_Stated goal A_:
In the book notes below, whose work in thirteenth-century France is observed to define the engineering method?

_Selection_:
(begin)

Title: The Things We Make: The Unknown History of Invention from Cathedrals to Soda Cans
Author: Bill Hammack
Completed: May 2025 (Full list of books)
Overview: I found Bill Hammack a few years back when I stumbled on a video he made talking about all the thinking and design that went into soda cans. I found his presentation style very inviting. He took something we see every day and told the stories about how and why it came to look the way it does. He continues to share that love of engineering here with stories about people using “rules of thumb” to help them solve problems that remain right at the limit of scientific understand (and sometimes beyond). It’s a fun, fast read and it’s difficult for me to imagine anyone finishing this book without a love of (or at least fascination with) engineering.
Highlights:
- This is the engineering method: a process of methodical and actionable problem-solving, the force that has created the human world as we know it. And by observing how medieval masons in thirteenth-century France harnessed this force, we can create a definition of the method at its most elemental:
- Using rules of thumb to solve problems with incomplete information.

(end)

Coordinate labeling data:

(begin)

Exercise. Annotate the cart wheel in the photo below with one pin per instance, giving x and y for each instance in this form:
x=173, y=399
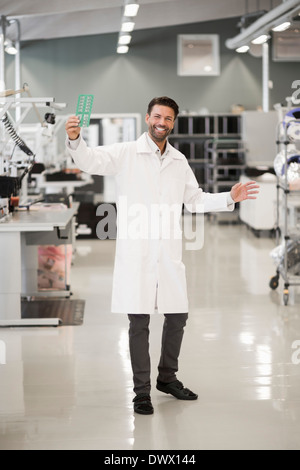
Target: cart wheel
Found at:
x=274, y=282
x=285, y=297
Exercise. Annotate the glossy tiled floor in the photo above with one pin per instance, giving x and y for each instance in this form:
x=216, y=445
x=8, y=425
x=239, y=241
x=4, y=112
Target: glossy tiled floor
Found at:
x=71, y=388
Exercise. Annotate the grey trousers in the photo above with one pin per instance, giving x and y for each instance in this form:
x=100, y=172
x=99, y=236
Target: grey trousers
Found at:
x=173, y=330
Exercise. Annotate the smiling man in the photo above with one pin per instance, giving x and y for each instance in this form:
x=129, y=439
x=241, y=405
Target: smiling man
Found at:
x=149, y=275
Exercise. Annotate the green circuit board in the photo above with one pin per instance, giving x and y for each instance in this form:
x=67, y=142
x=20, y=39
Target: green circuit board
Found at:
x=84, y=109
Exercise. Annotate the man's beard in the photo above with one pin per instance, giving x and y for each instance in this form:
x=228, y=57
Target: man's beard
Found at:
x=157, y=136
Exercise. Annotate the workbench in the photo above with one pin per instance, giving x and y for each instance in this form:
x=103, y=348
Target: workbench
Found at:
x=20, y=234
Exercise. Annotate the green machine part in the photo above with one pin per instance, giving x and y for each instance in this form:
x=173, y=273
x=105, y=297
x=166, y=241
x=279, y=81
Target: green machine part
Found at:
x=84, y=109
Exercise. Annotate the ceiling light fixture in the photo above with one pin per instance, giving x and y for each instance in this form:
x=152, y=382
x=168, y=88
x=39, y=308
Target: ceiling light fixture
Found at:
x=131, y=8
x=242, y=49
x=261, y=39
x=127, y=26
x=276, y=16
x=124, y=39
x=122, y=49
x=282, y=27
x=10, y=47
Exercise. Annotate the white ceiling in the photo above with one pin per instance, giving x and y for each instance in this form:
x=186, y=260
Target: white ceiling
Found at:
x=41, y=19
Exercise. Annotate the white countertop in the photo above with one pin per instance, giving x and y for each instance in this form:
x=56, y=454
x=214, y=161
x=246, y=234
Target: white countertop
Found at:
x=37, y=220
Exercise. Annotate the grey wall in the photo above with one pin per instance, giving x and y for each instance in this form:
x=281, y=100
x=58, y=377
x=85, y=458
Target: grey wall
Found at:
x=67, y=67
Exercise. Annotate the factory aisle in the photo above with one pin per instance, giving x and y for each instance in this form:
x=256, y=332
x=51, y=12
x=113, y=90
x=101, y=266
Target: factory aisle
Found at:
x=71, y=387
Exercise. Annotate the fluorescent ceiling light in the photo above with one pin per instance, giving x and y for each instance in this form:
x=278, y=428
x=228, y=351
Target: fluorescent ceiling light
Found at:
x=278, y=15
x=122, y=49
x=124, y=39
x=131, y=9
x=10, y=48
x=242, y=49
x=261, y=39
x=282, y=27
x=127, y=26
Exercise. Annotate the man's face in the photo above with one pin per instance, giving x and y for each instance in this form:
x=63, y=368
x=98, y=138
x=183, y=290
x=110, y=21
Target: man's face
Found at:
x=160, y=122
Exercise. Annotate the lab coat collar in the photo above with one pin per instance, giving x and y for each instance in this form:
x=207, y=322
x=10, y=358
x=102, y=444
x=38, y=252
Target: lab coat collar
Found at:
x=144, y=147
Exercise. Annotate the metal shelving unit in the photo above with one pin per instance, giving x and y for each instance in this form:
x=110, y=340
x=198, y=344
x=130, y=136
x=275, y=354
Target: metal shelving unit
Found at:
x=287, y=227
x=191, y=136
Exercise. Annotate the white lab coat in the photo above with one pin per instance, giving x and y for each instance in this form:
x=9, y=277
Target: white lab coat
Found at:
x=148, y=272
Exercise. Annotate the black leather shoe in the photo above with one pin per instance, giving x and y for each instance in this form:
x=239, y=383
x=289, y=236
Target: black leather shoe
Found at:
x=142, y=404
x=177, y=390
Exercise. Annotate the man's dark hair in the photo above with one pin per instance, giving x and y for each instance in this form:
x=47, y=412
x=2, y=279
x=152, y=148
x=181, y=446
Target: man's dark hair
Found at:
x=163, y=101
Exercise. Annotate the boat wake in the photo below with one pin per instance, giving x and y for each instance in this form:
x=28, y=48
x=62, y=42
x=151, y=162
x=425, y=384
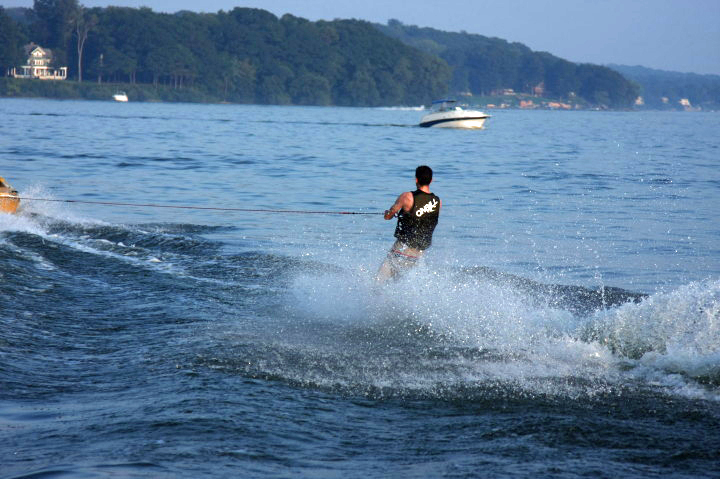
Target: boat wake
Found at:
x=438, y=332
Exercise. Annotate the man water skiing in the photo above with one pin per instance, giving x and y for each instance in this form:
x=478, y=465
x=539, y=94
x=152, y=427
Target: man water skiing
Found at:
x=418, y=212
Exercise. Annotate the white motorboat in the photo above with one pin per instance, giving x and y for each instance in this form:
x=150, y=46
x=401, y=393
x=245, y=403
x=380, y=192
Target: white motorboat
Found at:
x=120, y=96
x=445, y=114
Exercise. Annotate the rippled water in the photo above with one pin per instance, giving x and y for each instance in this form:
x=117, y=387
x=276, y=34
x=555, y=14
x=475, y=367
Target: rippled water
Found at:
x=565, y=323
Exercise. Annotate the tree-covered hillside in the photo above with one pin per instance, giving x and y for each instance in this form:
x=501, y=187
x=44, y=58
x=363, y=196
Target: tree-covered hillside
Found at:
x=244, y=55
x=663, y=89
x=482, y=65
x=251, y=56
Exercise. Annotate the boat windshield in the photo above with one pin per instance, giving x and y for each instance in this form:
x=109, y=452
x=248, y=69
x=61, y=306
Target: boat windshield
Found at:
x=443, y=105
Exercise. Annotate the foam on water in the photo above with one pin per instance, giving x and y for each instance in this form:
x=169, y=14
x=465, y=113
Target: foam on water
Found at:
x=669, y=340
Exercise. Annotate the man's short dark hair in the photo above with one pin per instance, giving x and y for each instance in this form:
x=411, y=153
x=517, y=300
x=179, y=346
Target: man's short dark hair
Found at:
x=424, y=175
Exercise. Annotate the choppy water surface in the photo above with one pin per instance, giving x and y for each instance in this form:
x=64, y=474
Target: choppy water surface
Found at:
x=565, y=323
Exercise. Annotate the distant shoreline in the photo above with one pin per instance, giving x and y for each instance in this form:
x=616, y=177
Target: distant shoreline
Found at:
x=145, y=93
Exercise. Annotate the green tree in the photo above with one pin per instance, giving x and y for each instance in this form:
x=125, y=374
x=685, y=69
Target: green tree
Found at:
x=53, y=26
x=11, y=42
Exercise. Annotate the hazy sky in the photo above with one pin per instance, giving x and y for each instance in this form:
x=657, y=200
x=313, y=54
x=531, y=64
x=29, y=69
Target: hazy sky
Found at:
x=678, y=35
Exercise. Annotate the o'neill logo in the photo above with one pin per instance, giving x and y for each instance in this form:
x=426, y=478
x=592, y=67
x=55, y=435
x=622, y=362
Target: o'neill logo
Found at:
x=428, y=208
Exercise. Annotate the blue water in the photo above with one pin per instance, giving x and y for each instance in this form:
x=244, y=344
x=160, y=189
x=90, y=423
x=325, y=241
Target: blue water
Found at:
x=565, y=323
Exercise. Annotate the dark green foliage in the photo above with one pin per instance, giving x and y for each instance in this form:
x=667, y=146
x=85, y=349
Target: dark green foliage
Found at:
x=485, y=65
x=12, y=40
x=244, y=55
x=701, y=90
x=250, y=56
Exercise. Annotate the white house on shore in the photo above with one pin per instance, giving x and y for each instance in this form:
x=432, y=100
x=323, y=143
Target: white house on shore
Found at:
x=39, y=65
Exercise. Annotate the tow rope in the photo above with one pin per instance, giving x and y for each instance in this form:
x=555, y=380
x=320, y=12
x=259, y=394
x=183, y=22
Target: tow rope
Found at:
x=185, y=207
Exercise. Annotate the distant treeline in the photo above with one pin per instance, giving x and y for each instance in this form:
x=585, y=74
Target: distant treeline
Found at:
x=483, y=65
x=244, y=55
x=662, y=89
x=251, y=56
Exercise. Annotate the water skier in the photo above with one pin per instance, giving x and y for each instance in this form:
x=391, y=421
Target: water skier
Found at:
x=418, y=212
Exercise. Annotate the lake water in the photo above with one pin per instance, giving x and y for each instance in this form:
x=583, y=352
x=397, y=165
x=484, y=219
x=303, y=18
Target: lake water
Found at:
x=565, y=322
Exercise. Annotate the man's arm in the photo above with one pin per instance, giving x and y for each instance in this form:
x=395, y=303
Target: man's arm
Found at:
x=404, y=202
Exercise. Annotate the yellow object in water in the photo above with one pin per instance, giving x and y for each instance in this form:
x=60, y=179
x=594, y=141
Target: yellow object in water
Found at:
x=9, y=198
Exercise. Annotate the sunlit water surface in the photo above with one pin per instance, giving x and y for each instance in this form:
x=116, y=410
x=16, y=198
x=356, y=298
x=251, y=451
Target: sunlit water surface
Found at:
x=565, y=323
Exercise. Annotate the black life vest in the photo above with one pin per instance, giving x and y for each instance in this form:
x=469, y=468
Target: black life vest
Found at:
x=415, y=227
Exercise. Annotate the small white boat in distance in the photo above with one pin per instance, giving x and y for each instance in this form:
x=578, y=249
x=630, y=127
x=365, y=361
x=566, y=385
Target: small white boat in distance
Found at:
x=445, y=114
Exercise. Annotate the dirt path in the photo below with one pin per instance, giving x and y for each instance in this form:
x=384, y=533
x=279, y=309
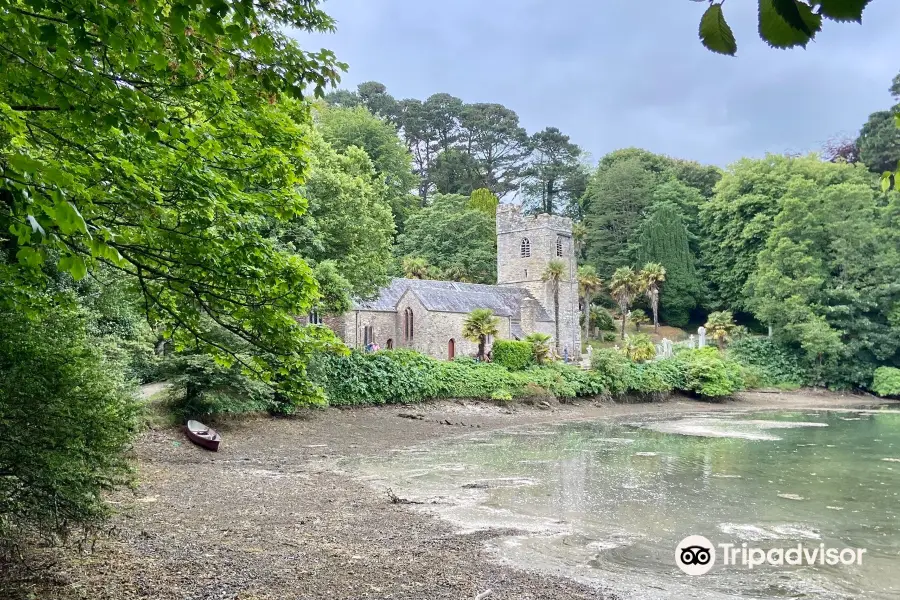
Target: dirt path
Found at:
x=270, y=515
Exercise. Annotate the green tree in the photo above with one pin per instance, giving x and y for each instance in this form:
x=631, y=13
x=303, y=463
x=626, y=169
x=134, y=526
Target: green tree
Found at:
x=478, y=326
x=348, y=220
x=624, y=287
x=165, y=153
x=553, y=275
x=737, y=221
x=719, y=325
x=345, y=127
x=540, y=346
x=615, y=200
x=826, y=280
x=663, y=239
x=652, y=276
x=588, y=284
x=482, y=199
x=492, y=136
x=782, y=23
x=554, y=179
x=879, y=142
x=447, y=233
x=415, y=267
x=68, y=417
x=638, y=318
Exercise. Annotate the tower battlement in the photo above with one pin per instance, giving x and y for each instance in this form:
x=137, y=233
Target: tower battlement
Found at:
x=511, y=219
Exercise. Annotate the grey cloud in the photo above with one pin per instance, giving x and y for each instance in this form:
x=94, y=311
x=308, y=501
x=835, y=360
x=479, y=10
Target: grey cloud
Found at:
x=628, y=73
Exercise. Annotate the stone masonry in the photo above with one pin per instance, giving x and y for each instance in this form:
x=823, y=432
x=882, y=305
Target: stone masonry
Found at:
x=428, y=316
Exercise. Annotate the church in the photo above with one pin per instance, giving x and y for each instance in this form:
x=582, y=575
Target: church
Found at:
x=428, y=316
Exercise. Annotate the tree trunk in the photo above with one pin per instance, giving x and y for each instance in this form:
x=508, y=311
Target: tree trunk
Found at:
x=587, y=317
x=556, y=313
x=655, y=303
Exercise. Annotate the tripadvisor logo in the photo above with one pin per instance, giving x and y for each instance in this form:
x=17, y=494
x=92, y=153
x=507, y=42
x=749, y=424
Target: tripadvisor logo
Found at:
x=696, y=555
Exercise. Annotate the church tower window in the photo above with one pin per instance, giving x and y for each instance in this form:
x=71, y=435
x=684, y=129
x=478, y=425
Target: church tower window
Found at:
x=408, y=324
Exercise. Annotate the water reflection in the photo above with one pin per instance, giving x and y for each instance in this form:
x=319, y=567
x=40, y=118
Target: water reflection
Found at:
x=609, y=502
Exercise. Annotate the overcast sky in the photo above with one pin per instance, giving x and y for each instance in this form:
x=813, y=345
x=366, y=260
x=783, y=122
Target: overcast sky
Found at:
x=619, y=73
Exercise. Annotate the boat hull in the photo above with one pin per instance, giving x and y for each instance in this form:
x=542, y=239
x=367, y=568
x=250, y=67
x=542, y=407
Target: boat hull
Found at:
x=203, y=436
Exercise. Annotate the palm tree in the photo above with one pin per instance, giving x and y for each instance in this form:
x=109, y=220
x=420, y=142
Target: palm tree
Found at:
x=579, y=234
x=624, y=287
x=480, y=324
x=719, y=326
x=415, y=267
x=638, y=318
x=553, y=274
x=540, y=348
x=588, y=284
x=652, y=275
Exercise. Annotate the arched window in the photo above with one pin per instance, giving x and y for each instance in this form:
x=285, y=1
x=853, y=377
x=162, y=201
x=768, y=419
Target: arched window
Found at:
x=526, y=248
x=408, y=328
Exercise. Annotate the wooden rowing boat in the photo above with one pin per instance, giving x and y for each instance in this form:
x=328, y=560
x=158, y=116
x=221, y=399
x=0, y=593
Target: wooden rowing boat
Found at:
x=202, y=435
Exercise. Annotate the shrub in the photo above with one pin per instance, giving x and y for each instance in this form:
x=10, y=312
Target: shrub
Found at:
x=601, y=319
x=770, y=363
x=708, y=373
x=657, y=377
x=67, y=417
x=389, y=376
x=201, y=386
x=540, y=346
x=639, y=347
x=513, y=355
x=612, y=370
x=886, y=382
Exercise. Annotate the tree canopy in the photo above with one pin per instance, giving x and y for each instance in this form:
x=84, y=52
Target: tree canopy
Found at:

(end)

_Stated goal B_:
Count the lines of the rows above that contain the string "cart", treating uppercase and lowercase as different, and give only the number.

_Full answer A_:
Medieval masons in thirteenth-century France.

_Full answer B_:
2